▸ **Excerpt provided**
/---

# Penn TRQ 100



## huckfinn38 (Jun 13, 2006)

Have any of you guys seen this reel. Aluminum body, slidy mag like a 525Mag with more line capacity.


----------



## sprtsracer (Apr 27, 2005)

Jebson38 said:


> Have any of you guys seen this reel. Aluminum body, slidy mag like a 525Mag with more line capacity.


Unless this is a new release that Penn has kept VERY quiet, The Torque series (100, 200, 300) do not come magged. I just purchased a new Torque 300 for shark fishing, but haven't even spooled it with line yet. In my opinion, even the 100 is too heavy for surf fishing. It may work all right off a pier, but it is so smooth and free spinning, it'll be hard to control on the cast without a VERY educated thumb.


----------



## Lipyourown (May 11, 2005)

I casted it one time. It had the sliding mag. The reel felt very solid and powerful on the retrieve and it casted well...it was light and easy to get your hand around. It didn't say 100 on it but it was about the size of a 525...not quite as wide and a tad taller. I'd like to see a specification comparison between the 100 and that fancy Diawa folks are raving about. Atlantaking:


----------



## TreednNC (Jul 1, 2005)

http://www.pennreels.com/exp_views/conv/407-100T Rev3.pdf parts 302-303ish....mag parts


----------



## TreednNC (Jul 1, 2005)

i think i saw 3 of these on the beach last wkend....cant remember for sure though.....price hurts though


----------



## Lip Ripper (Dec 8, 2003)

sweet lookin reel!!!!!!!


----------



## huckfinn38 (Jun 13, 2006)

*I know it is new*

I know the magged 100 is pretty new. It is still very expensive for a casting reel. I would love to know what it would throw on the field. Treed you can get 2 of them Saltist for 1 of these!!!

\---

[Location labeling records]
/---

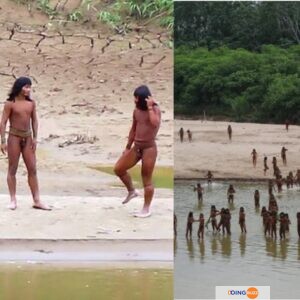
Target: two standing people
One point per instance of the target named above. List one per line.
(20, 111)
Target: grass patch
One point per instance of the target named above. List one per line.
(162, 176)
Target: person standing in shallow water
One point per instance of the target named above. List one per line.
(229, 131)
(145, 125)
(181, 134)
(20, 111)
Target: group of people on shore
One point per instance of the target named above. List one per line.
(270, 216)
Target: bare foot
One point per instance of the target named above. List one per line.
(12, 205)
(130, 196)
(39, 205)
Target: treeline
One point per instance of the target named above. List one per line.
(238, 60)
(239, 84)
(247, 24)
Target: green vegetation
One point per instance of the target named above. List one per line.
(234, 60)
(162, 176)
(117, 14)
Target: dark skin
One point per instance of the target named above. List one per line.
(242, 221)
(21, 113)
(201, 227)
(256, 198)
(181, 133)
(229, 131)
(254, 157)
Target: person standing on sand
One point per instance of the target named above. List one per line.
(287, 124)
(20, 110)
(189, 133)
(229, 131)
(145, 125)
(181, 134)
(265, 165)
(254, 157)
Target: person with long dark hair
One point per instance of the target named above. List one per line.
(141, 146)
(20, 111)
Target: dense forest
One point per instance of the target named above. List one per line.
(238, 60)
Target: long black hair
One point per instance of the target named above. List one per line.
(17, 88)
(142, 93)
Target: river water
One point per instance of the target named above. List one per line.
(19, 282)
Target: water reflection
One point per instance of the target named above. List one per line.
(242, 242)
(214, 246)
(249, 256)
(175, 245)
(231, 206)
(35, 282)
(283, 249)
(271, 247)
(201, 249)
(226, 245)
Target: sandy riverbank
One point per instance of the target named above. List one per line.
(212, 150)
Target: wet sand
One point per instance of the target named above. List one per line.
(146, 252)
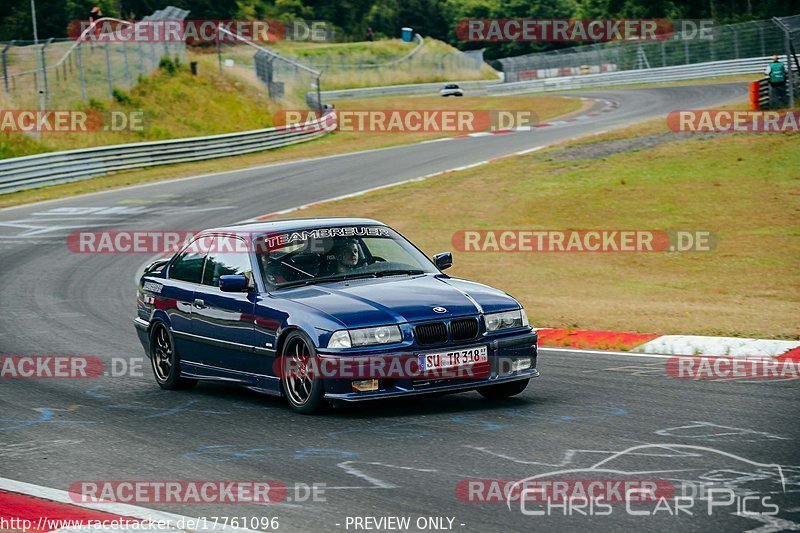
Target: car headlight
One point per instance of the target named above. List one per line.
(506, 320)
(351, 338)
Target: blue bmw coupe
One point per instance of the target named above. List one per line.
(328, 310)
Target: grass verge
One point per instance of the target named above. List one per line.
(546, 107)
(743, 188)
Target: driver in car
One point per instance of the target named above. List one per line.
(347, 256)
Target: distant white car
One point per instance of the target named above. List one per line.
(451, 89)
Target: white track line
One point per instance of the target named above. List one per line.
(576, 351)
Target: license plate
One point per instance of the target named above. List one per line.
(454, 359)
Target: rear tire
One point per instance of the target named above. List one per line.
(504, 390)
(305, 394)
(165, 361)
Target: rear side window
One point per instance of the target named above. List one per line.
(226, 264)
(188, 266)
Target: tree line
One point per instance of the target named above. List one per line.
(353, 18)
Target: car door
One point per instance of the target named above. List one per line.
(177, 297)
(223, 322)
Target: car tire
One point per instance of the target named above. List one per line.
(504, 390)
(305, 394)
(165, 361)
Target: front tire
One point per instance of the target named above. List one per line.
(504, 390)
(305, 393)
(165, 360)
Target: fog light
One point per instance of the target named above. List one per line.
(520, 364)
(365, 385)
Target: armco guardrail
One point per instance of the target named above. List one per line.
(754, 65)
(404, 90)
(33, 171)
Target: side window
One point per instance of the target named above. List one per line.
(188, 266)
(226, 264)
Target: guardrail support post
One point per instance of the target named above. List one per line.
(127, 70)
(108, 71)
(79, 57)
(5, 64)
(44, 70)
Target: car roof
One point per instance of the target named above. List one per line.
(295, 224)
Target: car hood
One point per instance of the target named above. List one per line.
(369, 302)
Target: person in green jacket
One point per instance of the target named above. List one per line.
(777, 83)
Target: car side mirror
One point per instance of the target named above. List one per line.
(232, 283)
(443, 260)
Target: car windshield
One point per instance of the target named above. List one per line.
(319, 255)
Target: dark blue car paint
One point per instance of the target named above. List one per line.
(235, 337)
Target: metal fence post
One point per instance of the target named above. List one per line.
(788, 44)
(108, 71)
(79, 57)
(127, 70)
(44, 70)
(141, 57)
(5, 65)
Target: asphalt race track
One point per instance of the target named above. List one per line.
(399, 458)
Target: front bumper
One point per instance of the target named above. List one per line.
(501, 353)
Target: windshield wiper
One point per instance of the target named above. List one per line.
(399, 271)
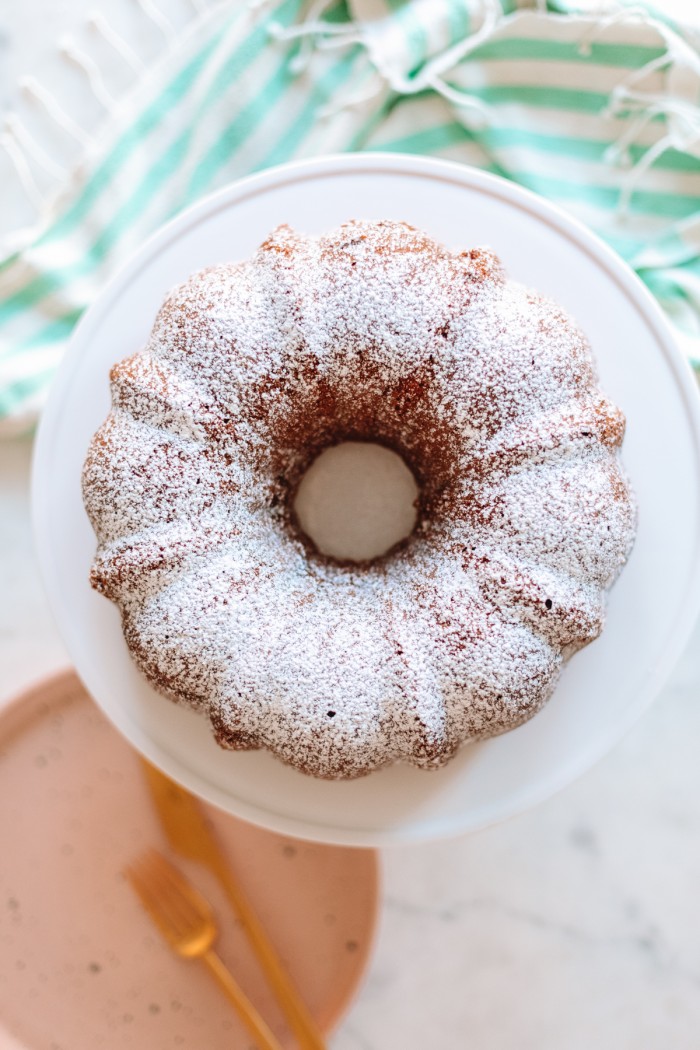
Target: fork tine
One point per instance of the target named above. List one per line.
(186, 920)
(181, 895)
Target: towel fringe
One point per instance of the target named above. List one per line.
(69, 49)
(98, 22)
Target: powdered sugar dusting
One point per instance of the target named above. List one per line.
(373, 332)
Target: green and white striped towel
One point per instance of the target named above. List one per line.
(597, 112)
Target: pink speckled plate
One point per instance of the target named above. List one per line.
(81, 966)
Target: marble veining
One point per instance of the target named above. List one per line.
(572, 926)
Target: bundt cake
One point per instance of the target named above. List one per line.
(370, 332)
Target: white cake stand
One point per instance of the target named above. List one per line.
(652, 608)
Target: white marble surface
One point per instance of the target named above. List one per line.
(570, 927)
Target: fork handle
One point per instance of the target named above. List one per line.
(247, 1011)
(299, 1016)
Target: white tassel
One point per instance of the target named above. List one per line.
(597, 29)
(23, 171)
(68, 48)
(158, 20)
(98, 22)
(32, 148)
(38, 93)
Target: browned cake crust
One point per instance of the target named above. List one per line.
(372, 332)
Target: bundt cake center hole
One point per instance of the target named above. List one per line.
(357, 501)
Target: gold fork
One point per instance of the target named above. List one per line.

\---

▸ **Given instruction 1**
Return the part of the Penn TRQ 100 thread between "i think i saw" and "sweet lookin reel!!!!!!!", inclusive, copying it word for word.
▸ **Given instruction 2**
Recast the records from the line holding "Target: gold fork" through the end of the records, inclusive, as a JSON list of strings with one string per line, omitting blank lines.

▸ **Complete answer 1**
i think i saw 3 of these on the beach last wkend....cant remember for sure though.....price hurts though


----------



## Lip Ripper (Dec 8, 2003)

sweet lookin reel!!!!!!!

▸ **Complete answer 2**
[
  "Target: gold fork",
  "One point per instance of the target named above. List one per line."
]